What to work on:
Extract each line of the material below that contains the word "chair", copying every such line in full.

━━ Data supplied

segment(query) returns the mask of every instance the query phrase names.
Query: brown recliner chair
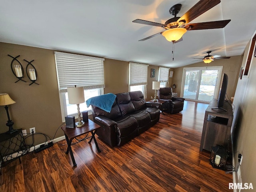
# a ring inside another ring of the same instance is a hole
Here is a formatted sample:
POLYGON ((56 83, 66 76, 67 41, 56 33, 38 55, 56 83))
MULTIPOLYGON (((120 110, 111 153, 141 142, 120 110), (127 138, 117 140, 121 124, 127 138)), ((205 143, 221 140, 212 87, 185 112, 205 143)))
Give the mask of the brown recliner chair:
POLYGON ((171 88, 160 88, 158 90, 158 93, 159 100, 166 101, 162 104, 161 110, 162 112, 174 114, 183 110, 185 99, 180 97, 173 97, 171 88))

━━━━
━━ Data supplied

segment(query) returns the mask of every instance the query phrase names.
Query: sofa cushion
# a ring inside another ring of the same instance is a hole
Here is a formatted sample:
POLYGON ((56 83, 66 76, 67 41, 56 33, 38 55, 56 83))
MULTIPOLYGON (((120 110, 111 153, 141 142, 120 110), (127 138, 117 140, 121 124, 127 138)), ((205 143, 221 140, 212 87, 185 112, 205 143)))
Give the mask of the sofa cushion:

━━━━

Task output:
Query: brown recliner chair
Give the mask of the brown recliner chair:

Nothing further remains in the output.